▶ TASK DESCRIPTION
List every line of the items below that contains the word "player", copying each such line in full.

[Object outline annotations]
::::::::
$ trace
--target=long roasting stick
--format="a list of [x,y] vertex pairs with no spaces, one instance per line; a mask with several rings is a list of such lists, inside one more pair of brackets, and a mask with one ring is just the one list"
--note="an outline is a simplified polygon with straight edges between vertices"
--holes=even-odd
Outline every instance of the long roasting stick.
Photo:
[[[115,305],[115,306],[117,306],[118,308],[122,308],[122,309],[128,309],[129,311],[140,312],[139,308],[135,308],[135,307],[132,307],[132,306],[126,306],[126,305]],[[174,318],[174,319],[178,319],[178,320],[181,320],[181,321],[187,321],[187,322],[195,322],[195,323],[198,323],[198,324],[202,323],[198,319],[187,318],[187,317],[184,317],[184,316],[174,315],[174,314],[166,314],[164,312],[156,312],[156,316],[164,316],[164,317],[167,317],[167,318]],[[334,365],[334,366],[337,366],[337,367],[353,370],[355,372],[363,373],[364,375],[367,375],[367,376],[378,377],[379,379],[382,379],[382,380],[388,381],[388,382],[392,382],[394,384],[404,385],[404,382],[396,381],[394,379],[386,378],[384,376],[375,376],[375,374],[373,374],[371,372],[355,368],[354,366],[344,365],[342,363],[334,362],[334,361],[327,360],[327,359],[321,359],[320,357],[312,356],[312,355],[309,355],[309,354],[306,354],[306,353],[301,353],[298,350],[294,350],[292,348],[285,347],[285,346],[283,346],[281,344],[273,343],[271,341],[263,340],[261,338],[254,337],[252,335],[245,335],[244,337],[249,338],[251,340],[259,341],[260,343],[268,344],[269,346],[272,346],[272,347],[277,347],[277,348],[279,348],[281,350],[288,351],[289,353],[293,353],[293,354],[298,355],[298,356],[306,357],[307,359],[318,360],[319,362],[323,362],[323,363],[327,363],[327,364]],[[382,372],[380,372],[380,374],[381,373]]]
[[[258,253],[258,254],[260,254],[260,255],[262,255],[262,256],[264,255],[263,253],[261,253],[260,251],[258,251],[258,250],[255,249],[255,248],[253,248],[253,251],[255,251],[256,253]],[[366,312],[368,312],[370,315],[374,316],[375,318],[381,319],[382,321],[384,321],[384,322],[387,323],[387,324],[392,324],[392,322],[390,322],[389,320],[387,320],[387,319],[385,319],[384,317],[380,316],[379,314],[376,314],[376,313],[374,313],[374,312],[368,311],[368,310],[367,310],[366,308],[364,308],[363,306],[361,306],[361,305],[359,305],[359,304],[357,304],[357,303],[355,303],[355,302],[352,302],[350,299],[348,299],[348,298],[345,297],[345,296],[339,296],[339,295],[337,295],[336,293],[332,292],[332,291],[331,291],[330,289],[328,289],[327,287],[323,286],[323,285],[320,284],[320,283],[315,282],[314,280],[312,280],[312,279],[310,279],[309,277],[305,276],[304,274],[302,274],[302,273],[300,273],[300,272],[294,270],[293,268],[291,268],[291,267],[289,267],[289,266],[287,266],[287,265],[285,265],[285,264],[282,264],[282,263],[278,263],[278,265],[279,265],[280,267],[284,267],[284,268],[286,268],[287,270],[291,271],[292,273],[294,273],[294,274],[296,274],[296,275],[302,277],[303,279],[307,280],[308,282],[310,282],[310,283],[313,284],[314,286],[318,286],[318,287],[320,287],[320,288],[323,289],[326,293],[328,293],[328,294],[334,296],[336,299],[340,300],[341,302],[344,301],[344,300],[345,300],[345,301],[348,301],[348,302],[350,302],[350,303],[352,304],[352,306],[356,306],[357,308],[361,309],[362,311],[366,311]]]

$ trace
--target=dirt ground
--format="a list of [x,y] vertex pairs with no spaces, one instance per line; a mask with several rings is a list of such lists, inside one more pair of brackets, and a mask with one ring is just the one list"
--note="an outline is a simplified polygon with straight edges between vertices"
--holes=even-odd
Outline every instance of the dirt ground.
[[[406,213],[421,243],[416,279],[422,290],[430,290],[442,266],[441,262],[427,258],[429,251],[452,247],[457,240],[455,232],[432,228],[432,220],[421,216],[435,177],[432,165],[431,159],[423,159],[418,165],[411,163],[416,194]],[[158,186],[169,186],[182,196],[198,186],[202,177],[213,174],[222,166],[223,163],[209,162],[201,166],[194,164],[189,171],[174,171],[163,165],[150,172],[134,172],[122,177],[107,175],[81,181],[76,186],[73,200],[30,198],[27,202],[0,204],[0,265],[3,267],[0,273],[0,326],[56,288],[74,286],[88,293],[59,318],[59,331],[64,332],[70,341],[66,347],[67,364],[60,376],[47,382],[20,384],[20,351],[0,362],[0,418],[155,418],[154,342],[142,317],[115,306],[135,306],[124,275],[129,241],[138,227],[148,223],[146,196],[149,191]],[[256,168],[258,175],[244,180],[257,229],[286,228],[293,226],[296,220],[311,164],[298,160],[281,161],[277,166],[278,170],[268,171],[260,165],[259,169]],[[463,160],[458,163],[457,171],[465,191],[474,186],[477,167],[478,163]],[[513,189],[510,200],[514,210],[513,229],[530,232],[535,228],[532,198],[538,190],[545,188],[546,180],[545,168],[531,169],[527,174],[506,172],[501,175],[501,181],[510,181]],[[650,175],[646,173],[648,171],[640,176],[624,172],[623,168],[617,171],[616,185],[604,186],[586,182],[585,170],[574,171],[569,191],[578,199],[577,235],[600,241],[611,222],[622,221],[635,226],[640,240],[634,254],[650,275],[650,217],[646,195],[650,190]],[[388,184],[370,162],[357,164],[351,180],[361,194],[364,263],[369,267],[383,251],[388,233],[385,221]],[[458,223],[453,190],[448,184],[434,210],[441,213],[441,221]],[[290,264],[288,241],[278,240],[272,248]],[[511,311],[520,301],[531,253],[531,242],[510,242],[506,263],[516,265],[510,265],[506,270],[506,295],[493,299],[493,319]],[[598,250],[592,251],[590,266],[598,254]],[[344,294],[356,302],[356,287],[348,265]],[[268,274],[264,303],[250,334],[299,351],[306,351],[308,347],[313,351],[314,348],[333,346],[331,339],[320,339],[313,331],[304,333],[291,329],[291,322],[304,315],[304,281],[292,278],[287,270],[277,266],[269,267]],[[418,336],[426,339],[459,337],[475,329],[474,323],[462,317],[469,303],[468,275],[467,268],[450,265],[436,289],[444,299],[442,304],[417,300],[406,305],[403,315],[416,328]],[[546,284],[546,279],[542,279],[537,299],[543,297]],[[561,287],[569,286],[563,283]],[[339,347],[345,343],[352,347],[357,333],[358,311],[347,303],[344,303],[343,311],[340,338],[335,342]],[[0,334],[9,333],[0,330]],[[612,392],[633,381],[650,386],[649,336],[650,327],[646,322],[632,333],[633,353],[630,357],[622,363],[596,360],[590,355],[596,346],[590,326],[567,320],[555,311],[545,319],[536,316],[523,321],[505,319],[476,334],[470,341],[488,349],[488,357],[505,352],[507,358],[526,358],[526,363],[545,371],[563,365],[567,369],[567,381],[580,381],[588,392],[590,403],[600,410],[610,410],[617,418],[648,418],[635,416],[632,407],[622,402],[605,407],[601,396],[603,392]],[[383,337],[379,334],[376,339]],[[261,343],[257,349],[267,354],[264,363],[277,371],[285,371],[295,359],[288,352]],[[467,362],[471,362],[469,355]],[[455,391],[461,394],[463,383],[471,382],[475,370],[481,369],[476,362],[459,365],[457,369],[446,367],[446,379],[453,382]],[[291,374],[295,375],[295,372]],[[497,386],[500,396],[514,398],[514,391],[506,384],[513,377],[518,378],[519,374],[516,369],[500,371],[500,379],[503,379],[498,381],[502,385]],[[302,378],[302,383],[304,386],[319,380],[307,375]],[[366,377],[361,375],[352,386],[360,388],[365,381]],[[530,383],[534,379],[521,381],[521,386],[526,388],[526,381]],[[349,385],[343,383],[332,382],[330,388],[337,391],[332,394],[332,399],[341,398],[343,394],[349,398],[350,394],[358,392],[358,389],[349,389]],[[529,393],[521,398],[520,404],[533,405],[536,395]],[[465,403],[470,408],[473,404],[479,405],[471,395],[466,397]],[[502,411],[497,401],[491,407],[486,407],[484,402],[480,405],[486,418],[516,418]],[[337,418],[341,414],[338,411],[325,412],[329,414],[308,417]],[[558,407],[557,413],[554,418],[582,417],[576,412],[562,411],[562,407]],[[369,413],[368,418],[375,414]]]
::::::::
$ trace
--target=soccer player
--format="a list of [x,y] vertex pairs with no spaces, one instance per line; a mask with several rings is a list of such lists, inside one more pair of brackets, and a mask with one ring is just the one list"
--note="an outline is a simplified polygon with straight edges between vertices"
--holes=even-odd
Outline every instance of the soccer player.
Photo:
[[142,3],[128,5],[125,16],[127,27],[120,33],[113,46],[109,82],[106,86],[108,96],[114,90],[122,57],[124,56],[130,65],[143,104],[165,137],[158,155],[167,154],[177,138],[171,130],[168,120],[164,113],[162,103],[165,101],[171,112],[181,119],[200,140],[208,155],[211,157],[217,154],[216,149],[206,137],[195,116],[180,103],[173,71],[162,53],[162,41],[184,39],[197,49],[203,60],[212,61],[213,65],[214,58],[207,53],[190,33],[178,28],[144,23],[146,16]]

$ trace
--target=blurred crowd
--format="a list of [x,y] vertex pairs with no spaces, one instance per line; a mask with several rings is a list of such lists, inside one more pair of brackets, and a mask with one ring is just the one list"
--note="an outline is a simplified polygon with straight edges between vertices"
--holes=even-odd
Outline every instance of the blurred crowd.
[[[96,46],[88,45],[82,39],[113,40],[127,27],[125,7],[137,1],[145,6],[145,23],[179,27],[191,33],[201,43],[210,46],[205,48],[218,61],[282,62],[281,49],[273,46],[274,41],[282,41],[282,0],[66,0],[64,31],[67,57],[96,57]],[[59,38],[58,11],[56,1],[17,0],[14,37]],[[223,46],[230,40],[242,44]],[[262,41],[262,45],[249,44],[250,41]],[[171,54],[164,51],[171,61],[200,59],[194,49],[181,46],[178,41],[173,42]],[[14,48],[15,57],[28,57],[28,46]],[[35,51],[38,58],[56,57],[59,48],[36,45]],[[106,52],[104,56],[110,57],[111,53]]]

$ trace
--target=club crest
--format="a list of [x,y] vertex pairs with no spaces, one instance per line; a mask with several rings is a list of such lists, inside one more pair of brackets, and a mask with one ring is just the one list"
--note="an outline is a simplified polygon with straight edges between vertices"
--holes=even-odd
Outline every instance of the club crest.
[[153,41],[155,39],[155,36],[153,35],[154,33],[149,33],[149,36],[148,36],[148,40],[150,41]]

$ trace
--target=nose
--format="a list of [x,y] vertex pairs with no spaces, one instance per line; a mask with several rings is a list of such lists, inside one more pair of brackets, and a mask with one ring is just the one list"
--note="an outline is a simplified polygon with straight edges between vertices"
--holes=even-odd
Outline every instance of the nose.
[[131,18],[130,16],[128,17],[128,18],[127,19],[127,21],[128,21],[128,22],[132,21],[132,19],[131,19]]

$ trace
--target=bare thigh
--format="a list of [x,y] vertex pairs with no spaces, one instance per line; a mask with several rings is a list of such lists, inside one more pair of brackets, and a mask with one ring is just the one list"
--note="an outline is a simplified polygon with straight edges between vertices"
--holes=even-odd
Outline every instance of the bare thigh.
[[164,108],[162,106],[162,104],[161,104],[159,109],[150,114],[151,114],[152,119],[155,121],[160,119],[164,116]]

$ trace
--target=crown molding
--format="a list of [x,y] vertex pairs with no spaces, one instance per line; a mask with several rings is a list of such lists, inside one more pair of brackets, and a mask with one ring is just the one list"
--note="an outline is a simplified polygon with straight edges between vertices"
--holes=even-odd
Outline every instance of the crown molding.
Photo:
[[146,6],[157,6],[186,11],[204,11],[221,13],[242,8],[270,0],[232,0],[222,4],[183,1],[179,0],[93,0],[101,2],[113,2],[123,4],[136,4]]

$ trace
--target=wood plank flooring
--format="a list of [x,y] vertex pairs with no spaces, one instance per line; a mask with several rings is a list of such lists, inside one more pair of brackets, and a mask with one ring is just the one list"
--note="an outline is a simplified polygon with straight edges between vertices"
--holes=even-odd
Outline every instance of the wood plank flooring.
::::::::
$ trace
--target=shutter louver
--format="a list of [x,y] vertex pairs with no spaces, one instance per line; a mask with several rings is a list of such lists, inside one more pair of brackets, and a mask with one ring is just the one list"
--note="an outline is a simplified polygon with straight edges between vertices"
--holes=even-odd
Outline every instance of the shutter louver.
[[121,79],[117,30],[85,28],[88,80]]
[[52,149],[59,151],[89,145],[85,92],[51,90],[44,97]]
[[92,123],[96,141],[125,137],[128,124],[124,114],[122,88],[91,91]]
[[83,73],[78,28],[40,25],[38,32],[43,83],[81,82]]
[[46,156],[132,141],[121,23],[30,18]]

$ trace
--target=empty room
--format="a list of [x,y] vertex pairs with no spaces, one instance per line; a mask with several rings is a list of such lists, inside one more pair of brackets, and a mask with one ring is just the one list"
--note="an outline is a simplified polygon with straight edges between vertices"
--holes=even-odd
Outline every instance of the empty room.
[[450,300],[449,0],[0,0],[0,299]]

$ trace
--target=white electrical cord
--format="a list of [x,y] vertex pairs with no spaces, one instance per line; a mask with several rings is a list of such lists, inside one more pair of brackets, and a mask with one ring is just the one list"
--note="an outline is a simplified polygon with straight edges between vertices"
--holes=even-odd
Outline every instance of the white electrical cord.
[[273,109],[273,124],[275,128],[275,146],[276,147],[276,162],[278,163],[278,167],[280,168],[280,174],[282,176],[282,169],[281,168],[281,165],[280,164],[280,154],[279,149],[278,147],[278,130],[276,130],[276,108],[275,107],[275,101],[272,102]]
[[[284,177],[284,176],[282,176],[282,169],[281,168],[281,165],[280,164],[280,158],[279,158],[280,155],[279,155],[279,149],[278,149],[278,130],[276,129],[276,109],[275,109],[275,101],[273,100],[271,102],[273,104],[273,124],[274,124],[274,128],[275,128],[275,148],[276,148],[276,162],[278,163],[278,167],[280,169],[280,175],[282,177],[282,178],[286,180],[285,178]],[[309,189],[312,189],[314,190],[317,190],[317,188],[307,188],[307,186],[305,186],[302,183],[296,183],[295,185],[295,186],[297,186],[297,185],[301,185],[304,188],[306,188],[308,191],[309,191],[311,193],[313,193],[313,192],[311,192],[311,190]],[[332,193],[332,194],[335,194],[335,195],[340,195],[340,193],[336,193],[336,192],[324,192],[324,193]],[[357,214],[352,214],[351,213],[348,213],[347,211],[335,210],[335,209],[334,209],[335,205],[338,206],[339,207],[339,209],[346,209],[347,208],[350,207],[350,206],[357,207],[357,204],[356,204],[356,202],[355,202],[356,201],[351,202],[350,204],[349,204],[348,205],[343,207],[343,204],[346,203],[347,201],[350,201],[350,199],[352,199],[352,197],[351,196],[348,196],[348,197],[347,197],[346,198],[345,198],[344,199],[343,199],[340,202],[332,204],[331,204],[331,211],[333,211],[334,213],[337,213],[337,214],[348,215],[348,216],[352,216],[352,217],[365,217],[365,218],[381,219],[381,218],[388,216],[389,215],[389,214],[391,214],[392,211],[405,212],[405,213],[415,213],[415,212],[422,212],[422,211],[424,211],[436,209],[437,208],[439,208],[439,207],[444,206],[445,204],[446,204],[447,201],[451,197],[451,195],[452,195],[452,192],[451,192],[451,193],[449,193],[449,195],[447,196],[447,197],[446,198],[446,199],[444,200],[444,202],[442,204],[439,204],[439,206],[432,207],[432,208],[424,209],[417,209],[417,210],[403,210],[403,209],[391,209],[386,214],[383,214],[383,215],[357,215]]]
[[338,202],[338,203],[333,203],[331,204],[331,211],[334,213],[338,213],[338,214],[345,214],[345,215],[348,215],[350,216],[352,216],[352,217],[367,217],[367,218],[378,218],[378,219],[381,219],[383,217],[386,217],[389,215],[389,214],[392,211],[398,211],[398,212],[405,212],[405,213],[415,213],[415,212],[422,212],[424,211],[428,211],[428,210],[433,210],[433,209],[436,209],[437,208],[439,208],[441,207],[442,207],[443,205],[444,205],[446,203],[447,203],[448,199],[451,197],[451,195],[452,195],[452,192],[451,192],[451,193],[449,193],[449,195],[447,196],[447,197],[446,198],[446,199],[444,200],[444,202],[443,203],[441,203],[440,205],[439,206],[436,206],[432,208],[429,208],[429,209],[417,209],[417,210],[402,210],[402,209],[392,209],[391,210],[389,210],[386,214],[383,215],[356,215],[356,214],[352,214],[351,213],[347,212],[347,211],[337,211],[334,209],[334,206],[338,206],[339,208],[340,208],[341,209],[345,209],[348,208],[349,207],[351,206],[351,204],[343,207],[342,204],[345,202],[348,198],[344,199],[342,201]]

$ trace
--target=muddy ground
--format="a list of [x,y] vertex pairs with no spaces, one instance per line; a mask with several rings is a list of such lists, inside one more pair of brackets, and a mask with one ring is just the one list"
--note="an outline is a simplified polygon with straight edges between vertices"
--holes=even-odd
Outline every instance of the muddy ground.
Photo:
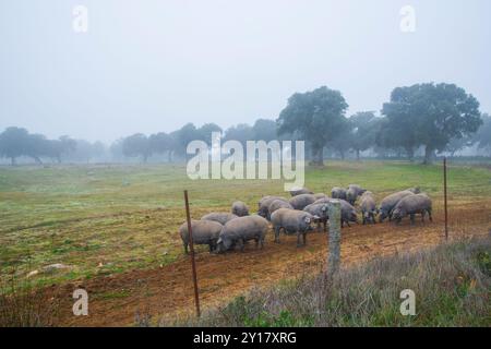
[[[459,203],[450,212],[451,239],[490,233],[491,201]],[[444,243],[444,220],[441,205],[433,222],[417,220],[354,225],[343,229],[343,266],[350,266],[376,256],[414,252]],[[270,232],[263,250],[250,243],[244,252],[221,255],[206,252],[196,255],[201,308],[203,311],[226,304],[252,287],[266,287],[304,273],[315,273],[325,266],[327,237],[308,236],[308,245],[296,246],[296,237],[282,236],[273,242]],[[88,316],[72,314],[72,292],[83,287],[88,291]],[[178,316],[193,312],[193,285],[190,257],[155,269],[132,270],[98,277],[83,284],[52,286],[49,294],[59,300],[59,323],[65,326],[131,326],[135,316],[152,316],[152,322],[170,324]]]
::::::::
▶ ANSWER TO THIS TASK
--target=soccer player
Outline every instance of the soccer player.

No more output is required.